Point annotations for photos
---*---
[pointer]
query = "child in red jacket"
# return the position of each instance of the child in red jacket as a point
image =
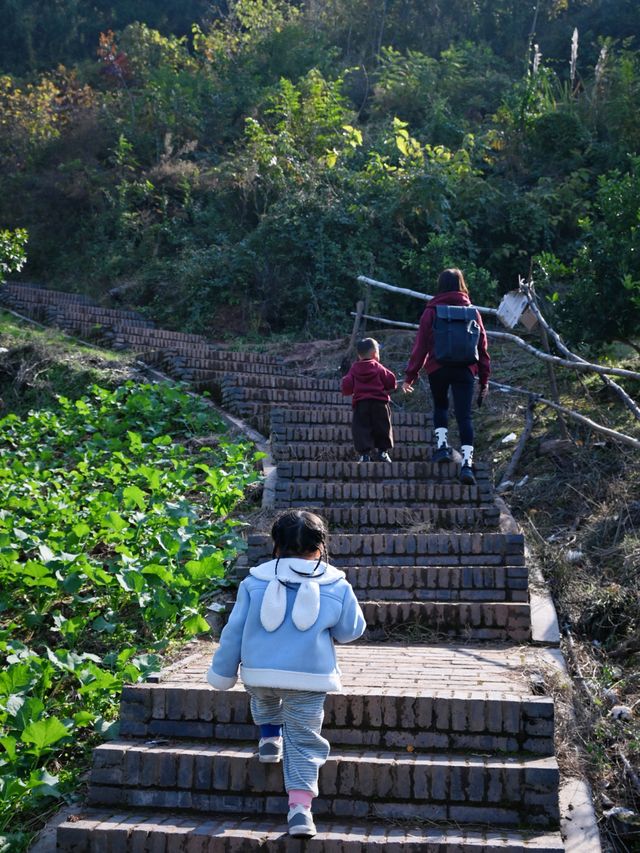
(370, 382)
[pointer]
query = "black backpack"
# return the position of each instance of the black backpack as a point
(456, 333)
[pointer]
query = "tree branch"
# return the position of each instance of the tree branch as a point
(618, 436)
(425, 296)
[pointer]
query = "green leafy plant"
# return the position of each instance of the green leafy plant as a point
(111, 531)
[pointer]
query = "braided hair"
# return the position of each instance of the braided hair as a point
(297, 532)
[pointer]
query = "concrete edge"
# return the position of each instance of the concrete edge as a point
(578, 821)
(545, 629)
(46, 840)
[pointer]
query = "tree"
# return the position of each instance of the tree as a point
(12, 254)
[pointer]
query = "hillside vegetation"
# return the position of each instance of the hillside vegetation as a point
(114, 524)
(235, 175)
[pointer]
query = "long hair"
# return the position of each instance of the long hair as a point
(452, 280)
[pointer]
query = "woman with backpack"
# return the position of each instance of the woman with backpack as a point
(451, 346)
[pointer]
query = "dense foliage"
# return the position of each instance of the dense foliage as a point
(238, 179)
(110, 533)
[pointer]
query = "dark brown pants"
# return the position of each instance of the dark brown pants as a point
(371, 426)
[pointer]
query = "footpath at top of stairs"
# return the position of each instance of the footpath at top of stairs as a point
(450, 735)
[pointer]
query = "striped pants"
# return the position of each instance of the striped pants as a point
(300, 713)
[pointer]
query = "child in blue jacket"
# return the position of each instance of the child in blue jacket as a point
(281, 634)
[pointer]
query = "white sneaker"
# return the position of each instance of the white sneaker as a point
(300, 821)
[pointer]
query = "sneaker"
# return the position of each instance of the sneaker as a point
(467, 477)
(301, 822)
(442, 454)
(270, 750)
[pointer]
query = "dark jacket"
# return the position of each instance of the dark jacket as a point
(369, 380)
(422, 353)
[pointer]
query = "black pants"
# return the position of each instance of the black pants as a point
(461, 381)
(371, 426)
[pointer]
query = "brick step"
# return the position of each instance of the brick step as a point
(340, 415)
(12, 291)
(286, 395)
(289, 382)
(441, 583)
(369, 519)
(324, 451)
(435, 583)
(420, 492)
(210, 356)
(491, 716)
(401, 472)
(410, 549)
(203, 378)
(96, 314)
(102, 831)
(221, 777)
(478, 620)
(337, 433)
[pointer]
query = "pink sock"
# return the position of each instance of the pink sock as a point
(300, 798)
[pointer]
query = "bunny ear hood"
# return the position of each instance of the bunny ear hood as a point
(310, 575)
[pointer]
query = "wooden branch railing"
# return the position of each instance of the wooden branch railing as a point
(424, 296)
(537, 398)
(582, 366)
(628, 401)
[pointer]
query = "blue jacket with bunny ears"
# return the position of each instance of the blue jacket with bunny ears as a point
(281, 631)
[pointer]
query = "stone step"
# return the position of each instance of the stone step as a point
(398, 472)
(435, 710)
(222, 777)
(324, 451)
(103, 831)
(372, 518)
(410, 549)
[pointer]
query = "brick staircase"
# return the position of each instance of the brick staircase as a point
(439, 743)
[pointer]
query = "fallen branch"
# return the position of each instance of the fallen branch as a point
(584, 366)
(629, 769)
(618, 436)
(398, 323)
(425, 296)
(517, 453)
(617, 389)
---*---
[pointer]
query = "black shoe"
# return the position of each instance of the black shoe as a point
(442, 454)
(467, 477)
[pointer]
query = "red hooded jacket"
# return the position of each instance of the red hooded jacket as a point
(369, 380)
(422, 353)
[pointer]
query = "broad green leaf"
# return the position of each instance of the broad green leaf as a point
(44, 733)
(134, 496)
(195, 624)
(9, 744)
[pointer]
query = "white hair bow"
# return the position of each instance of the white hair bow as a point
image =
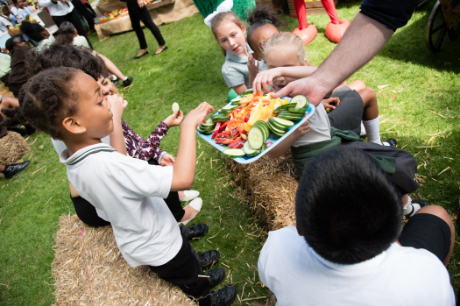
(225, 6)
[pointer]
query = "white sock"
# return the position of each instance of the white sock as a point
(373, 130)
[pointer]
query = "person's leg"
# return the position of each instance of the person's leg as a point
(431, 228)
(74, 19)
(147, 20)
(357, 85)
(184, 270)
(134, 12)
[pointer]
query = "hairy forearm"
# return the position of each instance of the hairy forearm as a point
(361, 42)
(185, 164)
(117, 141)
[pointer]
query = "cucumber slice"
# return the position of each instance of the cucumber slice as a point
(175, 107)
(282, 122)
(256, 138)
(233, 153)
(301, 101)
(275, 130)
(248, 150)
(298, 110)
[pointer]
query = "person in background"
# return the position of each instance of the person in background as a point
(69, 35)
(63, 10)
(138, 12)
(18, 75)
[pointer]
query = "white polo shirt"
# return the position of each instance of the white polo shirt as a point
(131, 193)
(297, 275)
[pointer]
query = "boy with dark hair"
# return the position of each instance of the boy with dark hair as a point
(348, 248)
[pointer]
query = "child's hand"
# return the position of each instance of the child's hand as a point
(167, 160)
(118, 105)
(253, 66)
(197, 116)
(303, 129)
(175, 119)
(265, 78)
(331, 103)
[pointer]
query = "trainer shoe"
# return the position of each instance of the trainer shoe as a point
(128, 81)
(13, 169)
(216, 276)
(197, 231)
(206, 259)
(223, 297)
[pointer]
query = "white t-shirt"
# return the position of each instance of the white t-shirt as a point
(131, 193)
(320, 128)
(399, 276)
---*---
Objective. Identify every line of the data above that contains the string "backpack", treating case as significant, and copy each of those lines.

The answer.
query = "black backpack"
# return the position of each instance of the black backpack as a point
query = "woman with backpack"
# return the position of each instance of the woman with backpack as a point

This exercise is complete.